PROBLEM TO SOLVE
Nothing but the lines from the one containing "Target class: distant" through the end of the entries should be set down, each exactly as written.
START EXTRACTED DATA
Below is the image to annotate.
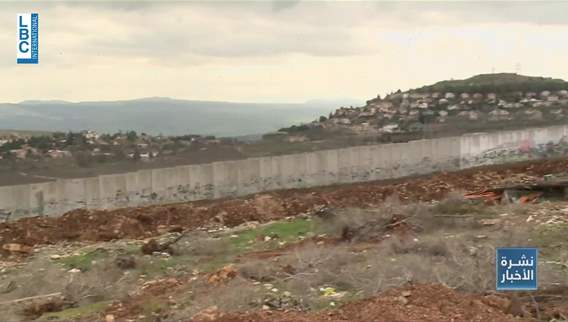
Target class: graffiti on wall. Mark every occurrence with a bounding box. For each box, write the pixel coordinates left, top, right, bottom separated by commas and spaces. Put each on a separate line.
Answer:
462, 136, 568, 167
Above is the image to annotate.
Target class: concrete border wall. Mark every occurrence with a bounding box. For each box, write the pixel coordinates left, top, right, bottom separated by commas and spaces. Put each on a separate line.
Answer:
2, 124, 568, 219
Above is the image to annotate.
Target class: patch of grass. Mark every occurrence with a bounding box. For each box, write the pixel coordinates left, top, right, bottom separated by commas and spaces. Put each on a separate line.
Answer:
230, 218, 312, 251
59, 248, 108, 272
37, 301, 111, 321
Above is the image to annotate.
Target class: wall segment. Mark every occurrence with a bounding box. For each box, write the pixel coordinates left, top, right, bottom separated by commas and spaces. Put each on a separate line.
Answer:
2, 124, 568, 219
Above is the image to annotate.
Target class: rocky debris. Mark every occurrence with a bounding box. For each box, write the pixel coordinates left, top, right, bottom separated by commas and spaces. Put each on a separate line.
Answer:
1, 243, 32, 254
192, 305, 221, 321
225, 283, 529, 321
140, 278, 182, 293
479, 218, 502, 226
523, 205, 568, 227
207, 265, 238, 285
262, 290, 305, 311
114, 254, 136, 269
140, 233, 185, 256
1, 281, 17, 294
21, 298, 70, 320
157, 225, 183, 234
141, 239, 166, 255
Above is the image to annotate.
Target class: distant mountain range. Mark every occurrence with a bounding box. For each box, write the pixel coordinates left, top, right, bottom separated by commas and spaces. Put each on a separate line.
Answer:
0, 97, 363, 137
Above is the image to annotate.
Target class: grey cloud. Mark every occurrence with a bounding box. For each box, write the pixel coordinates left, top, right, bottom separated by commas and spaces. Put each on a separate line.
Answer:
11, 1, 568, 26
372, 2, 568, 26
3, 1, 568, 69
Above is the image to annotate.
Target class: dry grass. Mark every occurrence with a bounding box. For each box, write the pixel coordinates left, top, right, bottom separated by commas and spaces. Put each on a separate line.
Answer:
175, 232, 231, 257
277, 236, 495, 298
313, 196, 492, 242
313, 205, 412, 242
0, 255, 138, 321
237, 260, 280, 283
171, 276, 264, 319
END EXTRACTED DATA
RESULT
Target class: distant mountain range. Mark every occurrence with a bounding box. For each box, write the pixel coordinates left, top, right, bottom separated by commas and spaces. Put each on a separate line.
Answer:
0, 97, 363, 137
Above is the image to annotate.
Target class: grey cloud. Mark every occurrence with a bounding box. For each box, write the pixel coordinates left, top, right, bottom separated by commas and spaces. Put each on a separate line.
Answer:
11, 1, 568, 26
372, 2, 568, 26
3, 1, 568, 69
Above is the image to annotate.
Target class: dry grass. Mark every occurrence with a bounding box. For each box, write the pixel coordinates left, top, right, bottom separated by commas and spaces. Put each on a separate line.
Answer:
175, 232, 231, 257
277, 236, 495, 298
313, 196, 492, 242
313, 205, 412, 242
0, 255, 138, 321
237, 260, 280, 283
171, 276, 264, 319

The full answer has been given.